Krishnanand Rai, the winning candidate from the same constituency, was shot dead in an ambush three years later. I was in the newsroom at work when the news broke. My hands went cold with dread. In my own amateur way, I realized the importance for Papa of losing that election.
When his wife, my mother-in-law, died 18 months ago, my friend Aneela sent me a cryptic message. “Which one of you will become Ammi now, that is the question,” she texted.
We discovered that the answer to Aneela’s query was Papa. He seemed to have decided that no one was going to feel Ammi’s loss till he could help it. He began to fuss over everyone, worry about travel schedules and order favourite foods to be presented for each person in the family. His own grown children marvel at this side of him, unused to him as a nurturing parent.
Papa’s children and extended family take him very seriously as the patriarch of the family. He is surrounded by people trying to anticipate his needs.

**Data provided:**
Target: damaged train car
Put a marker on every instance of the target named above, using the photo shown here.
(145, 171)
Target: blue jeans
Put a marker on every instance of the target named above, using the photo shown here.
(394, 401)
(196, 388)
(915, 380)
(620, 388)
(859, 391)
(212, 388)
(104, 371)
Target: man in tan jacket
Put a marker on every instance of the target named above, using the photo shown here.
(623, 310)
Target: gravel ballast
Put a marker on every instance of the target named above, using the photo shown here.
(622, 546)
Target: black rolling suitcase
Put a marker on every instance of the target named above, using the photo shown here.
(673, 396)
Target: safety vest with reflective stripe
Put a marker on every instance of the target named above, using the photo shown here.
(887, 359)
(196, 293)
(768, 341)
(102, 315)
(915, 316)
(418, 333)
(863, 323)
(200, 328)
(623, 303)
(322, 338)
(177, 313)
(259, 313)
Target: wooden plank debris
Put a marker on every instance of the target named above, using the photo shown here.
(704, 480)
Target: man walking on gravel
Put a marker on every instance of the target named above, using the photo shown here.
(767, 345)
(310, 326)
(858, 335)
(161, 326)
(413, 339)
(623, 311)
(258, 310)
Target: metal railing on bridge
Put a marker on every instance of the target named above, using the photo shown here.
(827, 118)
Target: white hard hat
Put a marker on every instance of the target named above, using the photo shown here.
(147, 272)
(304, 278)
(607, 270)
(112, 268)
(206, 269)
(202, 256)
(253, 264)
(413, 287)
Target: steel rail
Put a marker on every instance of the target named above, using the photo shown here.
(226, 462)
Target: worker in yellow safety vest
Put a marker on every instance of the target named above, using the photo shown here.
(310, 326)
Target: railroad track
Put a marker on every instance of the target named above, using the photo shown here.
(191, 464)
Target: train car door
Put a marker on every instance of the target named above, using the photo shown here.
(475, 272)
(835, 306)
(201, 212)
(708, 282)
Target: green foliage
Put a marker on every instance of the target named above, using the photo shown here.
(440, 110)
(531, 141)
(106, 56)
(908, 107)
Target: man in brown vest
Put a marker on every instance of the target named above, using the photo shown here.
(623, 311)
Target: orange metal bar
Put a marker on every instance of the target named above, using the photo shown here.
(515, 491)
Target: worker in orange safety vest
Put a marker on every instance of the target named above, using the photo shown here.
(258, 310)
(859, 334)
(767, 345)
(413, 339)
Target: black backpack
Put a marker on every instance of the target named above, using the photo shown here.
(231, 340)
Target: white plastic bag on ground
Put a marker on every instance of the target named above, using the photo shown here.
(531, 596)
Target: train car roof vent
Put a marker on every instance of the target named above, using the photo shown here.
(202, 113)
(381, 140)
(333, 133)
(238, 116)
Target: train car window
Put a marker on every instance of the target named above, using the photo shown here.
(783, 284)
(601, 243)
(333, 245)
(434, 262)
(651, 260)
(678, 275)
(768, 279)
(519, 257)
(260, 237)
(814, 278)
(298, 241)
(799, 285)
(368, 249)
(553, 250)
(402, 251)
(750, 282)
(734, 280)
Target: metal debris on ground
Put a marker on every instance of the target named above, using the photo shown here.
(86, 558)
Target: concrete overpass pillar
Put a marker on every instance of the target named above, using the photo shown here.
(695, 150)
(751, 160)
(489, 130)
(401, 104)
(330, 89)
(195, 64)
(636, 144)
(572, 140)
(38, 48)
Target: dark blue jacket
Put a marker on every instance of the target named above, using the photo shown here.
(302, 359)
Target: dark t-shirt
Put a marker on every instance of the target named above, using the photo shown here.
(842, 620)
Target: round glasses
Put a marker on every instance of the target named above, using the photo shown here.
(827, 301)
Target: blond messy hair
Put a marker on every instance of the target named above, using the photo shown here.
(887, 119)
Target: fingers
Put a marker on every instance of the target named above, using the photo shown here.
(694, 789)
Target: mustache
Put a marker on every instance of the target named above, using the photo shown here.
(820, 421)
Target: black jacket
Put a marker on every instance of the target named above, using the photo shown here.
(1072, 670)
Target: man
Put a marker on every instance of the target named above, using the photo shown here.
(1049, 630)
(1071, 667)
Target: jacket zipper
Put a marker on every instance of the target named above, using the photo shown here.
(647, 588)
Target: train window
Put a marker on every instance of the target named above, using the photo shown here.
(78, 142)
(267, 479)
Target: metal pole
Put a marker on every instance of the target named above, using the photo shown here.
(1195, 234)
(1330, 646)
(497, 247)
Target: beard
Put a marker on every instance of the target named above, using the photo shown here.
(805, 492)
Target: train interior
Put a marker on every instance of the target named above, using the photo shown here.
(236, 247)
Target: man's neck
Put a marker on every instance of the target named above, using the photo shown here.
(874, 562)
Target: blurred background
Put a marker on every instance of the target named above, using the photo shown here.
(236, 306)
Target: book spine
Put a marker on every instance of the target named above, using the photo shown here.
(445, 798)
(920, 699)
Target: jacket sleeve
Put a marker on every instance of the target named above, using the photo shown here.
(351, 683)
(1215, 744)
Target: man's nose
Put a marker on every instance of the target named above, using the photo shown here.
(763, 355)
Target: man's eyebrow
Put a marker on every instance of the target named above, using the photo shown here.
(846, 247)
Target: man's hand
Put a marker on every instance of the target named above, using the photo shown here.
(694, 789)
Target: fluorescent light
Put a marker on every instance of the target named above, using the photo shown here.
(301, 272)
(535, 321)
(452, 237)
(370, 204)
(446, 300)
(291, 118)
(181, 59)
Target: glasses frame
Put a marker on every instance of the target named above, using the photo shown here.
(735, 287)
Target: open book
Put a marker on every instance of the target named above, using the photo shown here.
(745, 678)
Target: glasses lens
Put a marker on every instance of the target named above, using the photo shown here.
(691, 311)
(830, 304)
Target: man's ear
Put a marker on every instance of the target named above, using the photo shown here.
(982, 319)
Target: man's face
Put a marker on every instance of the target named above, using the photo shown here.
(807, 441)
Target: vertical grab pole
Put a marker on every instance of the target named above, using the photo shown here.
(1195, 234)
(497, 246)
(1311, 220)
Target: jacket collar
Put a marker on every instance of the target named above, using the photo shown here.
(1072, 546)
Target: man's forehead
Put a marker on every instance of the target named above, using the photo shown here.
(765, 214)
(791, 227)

**Directions:**
[1] Render this sentence from the passage about Papa in Spanish: "My hands went cold with dread."
[2] Extend the passage about Papa from its final sentence with a paragraph or two in the same voice.
The records were taken from a different source than the passage about Papa.

**Responses:**
[1] Las manos se me quedaron heladas de pavor.

[2]
The first person who smashed this hierarchy was Papa’s youngest grandchild—our daughter, Naseem. In a house full of people, she would toddle up to her grandfather with her shoes and ask him to help her wear them and tie her shoelaces. She would insist that only he could read stories to her from her books. Ammi would laugh with embarrassment at the scene.
This is the only version of Papa that Naseem and I have ever known, and for us, this kind, attentive grandparent is his essential self.
My father-in-law has been in and out of hospital for two weeks now. He has suffered a spinal fracture from a fall and we brought him to our home to be able to take better care of him. He has been in acute pain and sometimes it disorients him, making him forget where he is or who he is with.
I have been holding and caressing his hand a lot. It is time to care for those who have taken care of others all their lives.
His son and grandson are his primary caregivers and often retreat from his room unable to feed or console him in the way they had hoped to do. Papa gets frustrated and sometimes scolds them.
When I enter the room, he always smiles, however feeble his strength may be.
“Don’t be anxious,” he says to me. “How are the children? Take care of yourself.”
“Papa, have some soup with a slice of bread,” I say. He agrees with a nod.
For once I am the good cop and my husband is the bad cop in a family scene. I am loving this privilege.
When we got married in Delhi, Ammi and Papa had hosted a lavish wedding reception, a walima, in their village home. Over three days, approximately 5,000 people from surrounding villages had attended the feast.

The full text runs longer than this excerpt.